(Records excerpted from a collection)
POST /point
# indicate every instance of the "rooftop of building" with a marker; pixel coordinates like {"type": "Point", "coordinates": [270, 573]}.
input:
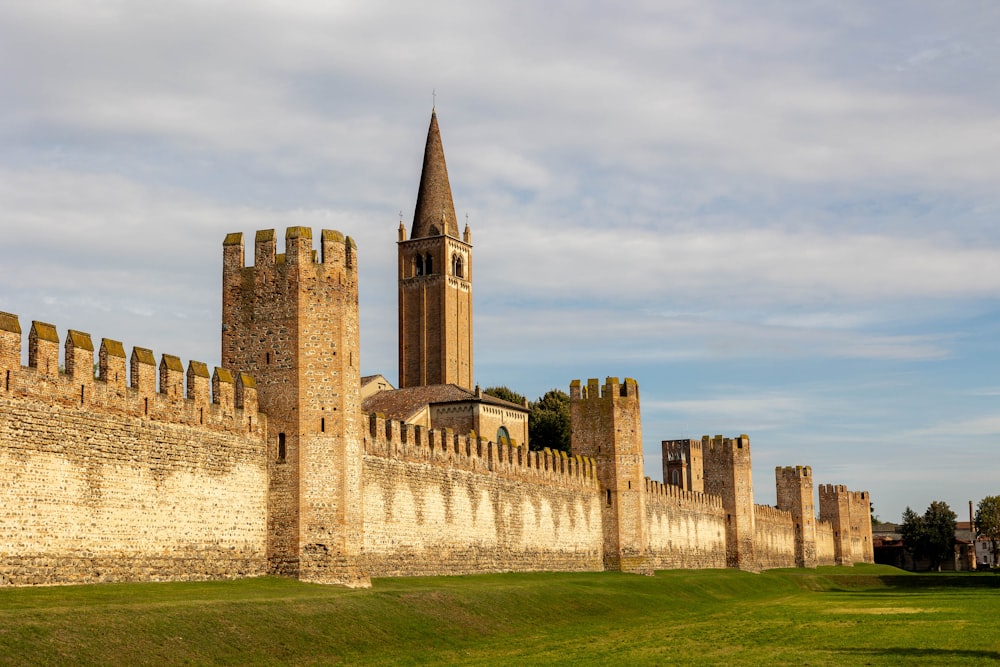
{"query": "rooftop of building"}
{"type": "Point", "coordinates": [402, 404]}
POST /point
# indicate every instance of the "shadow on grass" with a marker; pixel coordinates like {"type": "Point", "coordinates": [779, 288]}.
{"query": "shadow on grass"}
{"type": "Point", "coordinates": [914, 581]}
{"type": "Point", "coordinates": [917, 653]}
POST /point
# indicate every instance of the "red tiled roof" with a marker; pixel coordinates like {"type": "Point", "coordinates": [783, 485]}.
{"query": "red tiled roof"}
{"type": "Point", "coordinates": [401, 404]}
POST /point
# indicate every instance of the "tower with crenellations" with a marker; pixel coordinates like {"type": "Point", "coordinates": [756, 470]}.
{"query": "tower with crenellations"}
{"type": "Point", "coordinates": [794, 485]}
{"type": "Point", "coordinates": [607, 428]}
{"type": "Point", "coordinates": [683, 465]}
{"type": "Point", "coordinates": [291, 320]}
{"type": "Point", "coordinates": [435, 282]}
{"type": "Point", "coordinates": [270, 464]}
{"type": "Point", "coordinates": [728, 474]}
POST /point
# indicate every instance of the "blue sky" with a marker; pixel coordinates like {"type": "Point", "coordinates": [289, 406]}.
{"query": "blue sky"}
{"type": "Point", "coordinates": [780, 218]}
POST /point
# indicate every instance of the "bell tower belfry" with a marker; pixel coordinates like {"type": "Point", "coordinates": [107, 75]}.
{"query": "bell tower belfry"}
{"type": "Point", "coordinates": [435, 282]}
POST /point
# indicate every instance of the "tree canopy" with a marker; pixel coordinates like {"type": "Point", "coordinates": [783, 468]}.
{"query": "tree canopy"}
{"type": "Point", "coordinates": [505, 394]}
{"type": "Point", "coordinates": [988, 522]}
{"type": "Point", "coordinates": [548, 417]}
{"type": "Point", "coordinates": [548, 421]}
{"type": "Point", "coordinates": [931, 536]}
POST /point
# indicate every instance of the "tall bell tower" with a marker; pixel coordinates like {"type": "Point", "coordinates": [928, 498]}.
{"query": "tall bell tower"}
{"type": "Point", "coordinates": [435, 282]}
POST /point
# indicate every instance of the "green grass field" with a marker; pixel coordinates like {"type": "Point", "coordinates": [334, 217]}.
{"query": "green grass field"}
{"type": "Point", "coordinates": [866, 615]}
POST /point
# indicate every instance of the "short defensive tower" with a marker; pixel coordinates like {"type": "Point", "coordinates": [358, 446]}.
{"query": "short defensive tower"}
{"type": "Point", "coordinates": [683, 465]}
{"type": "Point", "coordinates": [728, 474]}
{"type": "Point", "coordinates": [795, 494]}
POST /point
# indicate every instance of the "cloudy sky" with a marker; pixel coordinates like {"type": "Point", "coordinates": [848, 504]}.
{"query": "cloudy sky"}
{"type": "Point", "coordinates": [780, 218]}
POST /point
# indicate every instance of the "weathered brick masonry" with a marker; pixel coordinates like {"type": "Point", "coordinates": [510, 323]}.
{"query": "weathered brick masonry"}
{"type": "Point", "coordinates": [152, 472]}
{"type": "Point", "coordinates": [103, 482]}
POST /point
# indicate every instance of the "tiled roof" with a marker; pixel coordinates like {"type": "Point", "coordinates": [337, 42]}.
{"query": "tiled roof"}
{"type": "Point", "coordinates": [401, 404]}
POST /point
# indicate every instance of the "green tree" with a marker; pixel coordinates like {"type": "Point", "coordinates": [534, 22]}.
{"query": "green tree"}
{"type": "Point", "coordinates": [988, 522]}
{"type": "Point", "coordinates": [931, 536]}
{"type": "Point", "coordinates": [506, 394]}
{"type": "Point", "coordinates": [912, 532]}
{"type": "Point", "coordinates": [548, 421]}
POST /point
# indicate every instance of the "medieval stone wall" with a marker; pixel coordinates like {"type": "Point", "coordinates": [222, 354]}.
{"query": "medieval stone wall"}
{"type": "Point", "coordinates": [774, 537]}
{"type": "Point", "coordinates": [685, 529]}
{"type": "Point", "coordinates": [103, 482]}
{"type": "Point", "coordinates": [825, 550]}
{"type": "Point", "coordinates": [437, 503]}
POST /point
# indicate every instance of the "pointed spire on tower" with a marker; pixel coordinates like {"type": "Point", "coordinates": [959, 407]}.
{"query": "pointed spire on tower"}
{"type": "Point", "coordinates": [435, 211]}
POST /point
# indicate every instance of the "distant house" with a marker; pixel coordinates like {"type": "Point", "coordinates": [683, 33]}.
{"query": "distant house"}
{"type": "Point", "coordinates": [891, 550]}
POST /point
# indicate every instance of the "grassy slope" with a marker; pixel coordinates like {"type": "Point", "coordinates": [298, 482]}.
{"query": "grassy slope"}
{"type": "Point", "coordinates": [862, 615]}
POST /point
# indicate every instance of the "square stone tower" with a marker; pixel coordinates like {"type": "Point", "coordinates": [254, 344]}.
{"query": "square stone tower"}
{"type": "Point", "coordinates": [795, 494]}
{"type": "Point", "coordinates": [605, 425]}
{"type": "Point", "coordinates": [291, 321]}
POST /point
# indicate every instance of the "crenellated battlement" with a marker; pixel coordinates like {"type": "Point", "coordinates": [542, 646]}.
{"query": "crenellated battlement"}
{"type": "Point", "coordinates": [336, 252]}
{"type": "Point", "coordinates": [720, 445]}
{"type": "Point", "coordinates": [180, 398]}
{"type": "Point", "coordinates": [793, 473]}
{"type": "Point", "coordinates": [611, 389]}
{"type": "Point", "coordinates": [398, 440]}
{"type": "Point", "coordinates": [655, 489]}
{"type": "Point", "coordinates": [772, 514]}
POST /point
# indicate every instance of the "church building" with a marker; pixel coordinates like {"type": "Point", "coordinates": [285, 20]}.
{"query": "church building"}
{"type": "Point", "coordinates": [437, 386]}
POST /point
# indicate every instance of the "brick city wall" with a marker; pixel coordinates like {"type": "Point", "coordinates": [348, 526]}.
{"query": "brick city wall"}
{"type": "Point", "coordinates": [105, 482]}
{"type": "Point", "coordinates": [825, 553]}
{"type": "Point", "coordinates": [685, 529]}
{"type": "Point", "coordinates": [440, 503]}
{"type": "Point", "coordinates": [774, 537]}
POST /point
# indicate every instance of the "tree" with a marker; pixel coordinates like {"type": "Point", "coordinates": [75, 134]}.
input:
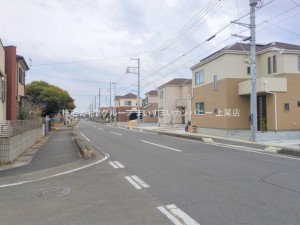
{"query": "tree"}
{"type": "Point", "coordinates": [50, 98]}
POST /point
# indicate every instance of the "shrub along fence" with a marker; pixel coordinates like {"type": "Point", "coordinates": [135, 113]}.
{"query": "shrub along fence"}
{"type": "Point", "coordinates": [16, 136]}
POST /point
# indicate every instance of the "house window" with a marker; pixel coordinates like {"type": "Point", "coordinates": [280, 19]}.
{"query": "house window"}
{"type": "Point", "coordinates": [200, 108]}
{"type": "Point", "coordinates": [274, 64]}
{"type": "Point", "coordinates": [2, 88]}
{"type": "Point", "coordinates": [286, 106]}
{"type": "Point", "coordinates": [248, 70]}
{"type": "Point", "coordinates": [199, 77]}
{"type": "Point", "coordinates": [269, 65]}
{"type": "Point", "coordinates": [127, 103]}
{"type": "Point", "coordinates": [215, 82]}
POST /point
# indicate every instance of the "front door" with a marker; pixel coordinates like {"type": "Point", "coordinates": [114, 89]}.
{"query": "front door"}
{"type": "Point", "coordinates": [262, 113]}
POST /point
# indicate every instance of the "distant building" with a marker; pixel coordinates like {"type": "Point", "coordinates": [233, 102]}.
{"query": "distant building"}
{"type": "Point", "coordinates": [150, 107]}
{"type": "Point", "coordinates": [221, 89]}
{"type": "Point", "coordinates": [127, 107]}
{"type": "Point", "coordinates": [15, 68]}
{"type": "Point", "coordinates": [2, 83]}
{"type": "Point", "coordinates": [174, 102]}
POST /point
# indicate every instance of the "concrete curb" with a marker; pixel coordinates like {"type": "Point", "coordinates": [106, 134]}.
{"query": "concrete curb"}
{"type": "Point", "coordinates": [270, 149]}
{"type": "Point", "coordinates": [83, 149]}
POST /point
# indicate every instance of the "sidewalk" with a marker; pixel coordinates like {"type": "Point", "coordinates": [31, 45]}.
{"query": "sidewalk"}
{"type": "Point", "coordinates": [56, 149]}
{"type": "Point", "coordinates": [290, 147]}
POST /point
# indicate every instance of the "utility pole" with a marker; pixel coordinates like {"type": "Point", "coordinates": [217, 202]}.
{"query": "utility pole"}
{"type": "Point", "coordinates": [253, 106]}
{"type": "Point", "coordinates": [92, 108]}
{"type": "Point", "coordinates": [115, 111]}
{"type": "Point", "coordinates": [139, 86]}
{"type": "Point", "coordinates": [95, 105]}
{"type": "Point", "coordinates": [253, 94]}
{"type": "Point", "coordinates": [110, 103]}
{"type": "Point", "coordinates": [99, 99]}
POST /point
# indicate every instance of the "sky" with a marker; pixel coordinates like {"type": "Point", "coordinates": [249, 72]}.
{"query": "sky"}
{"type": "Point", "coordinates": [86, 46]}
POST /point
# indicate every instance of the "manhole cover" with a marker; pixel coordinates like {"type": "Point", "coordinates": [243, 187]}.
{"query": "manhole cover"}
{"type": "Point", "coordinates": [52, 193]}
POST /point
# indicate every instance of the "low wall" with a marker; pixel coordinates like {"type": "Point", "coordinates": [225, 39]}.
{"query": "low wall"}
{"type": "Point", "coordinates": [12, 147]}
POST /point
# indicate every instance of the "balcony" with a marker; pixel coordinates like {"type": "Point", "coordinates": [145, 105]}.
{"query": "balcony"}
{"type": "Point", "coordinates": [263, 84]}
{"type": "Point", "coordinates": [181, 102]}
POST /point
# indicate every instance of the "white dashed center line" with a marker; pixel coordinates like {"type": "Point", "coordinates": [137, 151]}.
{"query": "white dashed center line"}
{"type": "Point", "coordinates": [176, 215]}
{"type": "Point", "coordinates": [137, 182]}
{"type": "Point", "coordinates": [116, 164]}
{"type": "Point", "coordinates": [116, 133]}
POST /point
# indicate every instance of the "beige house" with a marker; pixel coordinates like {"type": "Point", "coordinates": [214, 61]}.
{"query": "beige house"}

## Exercise aim
Your response should be the lines of the entries above that include the string "beige".

## Written response
# indicate every instance of the "beige house" with a marker; pixel coordinates like {"type": "Point", "coordinates": [214, 61]}.
{"query": "beige house"}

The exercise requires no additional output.